March 05, 2016

I've been mistaken for being everything except what I am: Dominican.



Bird of Paradise: How I Became Latina
By Raquel Cepeda

I identified strongly with Raquel Cepeda's mission of self-discovery. I'm Dominican-American too and aware of my family's complex makeup but there is so much more to know. I would love to take a genetic test & have my family members do the same. My grandfather immigrated to the Dominican Republic from China in the 1940s, but I know very little about my maternal grandmother's or my paternal grandparents' family histories. Family Tree DNA, the genetic genealogy company Cepeda used to discover her ancestral roots, is based in Houston. I hope to connect next time I'm in town to visit my mama.

"I've always been intrigued by the concept of race, especially in my own community and immediate family, where it's been a source of contention for as long as I can remember. The United States has the second highest Latino population in the world, second only to Mexico. And still, the media--they lump us all together into one generic clod--doesn't get us either. Are Latino-Americans white? Black? Other? Illegal aliens from Mars? Or are we the very face of America?
Some see Latinos as the embodiment of this young country's cultural melting pot. And though Mexicans have been residing here since before the arrival of the first Europeans, many of our fellow Americans view Latinos as public enemies. What our parents see isn't necessarily what we first- and second-generation American-born Latinos see when looking at ourselves in the mirror. According to the 2010 census, over half of all Latinos here identified as being solely white, and about a third checked "Some Other Race." I was one of the three million, or 6 percent, who reported being of multiple races. I guess it all depends on whom you ask and when you ask. Race, I've learned, is in the eye of the beholder.

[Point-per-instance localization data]
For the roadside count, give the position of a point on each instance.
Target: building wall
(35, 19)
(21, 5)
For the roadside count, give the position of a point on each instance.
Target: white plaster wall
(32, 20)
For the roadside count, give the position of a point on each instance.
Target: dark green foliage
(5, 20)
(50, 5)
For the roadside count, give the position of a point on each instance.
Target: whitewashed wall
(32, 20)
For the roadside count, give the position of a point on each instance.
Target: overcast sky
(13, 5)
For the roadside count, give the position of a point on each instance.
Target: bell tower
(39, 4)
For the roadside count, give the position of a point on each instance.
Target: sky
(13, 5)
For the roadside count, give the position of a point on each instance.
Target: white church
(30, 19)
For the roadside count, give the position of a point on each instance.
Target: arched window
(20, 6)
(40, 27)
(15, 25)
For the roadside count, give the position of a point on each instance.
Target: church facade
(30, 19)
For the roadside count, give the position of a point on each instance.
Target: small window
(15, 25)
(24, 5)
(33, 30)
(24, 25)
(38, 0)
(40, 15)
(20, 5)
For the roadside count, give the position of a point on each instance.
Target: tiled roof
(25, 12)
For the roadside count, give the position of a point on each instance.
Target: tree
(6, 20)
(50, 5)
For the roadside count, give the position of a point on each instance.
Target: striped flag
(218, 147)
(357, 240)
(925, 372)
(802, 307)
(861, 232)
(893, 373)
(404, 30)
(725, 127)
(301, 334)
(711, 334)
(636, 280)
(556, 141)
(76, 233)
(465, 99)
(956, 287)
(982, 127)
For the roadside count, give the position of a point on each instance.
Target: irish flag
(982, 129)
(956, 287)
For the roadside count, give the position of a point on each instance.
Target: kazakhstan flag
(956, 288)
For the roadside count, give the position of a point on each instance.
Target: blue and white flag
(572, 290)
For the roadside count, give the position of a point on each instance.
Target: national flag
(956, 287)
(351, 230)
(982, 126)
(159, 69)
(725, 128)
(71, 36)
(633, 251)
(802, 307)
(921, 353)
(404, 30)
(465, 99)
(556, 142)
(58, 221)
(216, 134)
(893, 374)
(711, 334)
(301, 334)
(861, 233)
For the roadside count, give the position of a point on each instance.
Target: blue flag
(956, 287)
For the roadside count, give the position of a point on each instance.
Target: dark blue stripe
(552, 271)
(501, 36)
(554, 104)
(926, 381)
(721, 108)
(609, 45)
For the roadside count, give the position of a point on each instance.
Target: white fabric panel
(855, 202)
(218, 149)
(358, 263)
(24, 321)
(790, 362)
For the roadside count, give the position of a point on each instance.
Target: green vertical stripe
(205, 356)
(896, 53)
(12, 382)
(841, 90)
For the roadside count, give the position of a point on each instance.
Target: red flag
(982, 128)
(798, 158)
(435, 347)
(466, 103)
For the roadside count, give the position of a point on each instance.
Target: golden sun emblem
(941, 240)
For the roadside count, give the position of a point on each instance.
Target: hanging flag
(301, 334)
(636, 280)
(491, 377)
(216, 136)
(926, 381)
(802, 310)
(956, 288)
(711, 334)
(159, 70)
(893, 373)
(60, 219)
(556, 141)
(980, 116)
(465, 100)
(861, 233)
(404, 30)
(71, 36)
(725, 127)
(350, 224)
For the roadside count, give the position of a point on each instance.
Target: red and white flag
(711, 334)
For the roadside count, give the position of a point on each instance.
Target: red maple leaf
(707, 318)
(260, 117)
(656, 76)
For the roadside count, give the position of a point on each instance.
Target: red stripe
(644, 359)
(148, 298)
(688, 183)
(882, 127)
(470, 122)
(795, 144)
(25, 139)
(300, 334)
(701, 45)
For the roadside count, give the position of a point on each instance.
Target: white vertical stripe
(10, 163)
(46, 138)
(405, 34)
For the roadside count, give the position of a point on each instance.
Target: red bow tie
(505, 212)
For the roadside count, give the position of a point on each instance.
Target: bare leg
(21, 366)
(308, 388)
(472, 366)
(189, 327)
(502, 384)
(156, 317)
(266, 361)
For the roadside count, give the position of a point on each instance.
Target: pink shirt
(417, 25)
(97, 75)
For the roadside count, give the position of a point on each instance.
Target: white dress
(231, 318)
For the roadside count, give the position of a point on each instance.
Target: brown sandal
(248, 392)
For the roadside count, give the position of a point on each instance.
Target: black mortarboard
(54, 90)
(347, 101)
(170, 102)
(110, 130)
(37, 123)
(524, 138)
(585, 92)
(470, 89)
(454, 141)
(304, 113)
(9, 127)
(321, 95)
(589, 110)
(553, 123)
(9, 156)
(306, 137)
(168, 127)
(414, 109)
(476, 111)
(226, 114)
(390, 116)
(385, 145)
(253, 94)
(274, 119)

EXERCISE OBJECTIVE: Carry on the post about Raquel Cepeda's book Bird of Paradise, picking up right after its last sentence.

ANSWER SECTION:
I don't look all the way white or all the way Black; I look like someone who's a bit of both and then some--an Other. In Europe, people have mistaken me for Andalusian, Turkish, Brazilian, and North African. In North and West Africa, I've been asked if I'm of Arabic or Amazigh descent. In New York, Los Angeles, and Miami, it varies: Israeli or Sephardic, Palestinian, Moroccan, biracial Black and white American, Brazilian, and so on. I've been mistaken for being everything except what I am: Dominican. My own racial ambiguity has been a topic of conversation since I was a teenager. Blending in has filled the pages in my book of life with misadventures and the kind of culturally enriching experiences that make me feel, truly, like a world citizen."
(pp. xiv-xv)

This caught my attention because I have O positive blood:
"In the 1950s, before ancestral DNA testing, researchers studied a fairly new popular Taino settlement in the northeast, originally founded by Enrique, one of the last caciques of the colonial period. They saw high percentages of blood types found in Indigenous-Native-Americans: O positive, with no Rh-negative factor, like Dad. In the '70s, they studied dental records that proved Indigenous retention in the same village: shovel-shaped incisors in thirty-three out of seventy-four people, also characteristic of Native-Americans and their Asian ancestors.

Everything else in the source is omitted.